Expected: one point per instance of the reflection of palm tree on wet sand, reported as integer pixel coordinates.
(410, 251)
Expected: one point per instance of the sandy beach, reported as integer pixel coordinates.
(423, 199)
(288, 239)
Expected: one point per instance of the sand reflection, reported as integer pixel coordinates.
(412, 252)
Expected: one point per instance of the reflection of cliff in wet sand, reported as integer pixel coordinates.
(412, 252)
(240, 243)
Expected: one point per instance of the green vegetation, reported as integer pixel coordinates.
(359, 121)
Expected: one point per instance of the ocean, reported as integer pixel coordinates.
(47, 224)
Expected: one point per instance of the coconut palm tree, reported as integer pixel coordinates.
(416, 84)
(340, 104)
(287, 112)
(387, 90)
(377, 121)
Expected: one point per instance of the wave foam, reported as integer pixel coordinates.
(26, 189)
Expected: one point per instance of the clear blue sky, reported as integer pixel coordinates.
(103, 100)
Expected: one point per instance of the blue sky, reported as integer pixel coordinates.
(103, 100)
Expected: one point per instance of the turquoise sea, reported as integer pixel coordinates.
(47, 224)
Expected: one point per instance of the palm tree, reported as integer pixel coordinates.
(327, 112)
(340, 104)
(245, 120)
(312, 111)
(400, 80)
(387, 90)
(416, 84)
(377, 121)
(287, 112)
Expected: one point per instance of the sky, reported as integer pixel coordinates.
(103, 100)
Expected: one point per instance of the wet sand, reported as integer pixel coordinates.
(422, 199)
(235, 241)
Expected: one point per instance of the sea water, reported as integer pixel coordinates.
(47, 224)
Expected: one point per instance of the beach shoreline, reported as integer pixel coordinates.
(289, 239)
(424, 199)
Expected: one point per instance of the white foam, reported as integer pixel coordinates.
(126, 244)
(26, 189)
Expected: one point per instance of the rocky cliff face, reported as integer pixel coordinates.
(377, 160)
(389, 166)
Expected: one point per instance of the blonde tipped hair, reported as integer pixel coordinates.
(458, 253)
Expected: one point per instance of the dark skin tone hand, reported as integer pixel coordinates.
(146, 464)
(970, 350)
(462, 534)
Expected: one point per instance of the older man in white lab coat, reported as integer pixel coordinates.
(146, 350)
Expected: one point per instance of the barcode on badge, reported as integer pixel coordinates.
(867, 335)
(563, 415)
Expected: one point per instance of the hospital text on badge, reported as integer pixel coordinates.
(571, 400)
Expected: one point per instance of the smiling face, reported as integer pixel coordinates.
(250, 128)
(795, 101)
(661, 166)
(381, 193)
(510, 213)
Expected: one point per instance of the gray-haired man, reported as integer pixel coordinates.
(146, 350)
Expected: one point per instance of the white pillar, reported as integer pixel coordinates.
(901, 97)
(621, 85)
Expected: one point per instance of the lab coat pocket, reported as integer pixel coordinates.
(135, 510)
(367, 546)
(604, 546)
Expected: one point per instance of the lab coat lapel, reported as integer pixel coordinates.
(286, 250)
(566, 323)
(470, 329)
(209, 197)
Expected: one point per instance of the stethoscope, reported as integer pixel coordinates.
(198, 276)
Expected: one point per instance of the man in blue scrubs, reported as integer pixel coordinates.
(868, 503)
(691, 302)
- - -
[PROBLEM REQUIREMENTS]
Reproduce the full listing above, character for character.

[WRITTEN SOLUTION]
Expected: one point per instance of the reflection of palm tree on wet sand, reported as integer pixel coordinates.
(410, 251)
Expected: one point per instance of the sandy beach, reported as integer pixel coordinates.
(423, 199)
(288, 239)
Expected: one point per instance of the sand reflection, reported as integer pixel coordinates.
(412, 252)
Expected: one point per instance of the reflection of cliff in wet sand, reported as integer pixel coordinates.
(412, 252)
(240, 243)
Expected: one point per instance of the green vegetation, reported as integer pixel coordinates.
(359, 121)
Expected: one point per instance of the ocean, reported as integer pixel coordinates.
(47, 224)
Expected: one point per instance of the coconut palm tree, reported as integer pixel coordinates.
(416, 84)
(340, 104)
(287, 112)
(387, 90)
(377, 121)
Expected: one point per instance of the wave foam, reported as integer pixel coordinates.
(26, 189)
Expected: one point per instance of the clear blue sky, reported as integer pixel coordinates.
(103, 100)
Expected: one point per instance of the blue sky, reported as integer pixel coordinates.
(103, 100)
Expected: one point per instance of the turquoise sea, reported as integer pixel coordinates.
(47, 224)
Expected: one point per instance of the palm tree, reported as integer pixel coordinates.
(327, 112)
(340, 104)
(245, 120)
(312, 111)
(400, 80)
(387, 90)
(416, 84)
(377, 121)
(287, 112)
Expected: one point per instance of the sky, reported as integer pixel coordinates.
(103, 100)
Expected: one point per instance of the wet sand, reported as integer pixel coordinates.
(422, 199)
(235, 241)
Expected: one point per instance of the sea water, reported as integer pixel coordinates.
(47, 224)
Expected: one point per instance of the beach shoreline, reported as integer pixel coordinates.
(289, 239)
(424, 199)
Expected: one point per instance of the white foam, reported as integer pixel coordinates.
(126, 244)
(26, 189)
Expected: one point per instance of the rocky cliff face, reported as integer pixel coordinates.
(377, 160)
(389, 166)
Expected: one point per instance of the blonde tipped hair, reported as integer pixel coordinates.
(458, 253)
Expected: one point per instance of the dark skin tone hand, reported as integer pixel coordinates.
(146, 464)
(970, 350)
(462, 534)
Expected: one point per instance of the older man in white lab coat, reported as integer pixel coordinates.
(146, 350)
Expected: one point per instance of the barcode on badge, reported as integer pixel coordinates.
(867, 335)
(563, 415)
Expected: one point per instance of the hospital text on badge, reported as integer pixel coordinates.
(571, 400)
Expected: one point per instance of the smiling face, reported as integer pixel coordinates.
(250, 128)
(795, 101)
(661, 166)
(381, 193)
(510, 213)
Expected: one point per instance of the gray-haired man, reported as integer pixel coordinates.
(146, 350)
Expected: one point per instance of the white pillar, reported as integer pixel coordinates.
(901, 97)
(621, 85)
Expected: one point per instance of the lab coat pocket, reported as integer pixel coordinates.
(135, 510)
(367, 546)
(604, 546)
Expected: one point per instance of the lab coat lapel, reported as integer pixel coordinates.
(286, 250)
(566, 323)
(470, 329)
(209, 197)
Expected: one point per instance of the stethoscope, reported as integer pixel coordinates.
(198, 276)
Expected: one point per instance of the man in blue scrubs, reported as integer pixel coordinates.
(868, 503)
(691, 302)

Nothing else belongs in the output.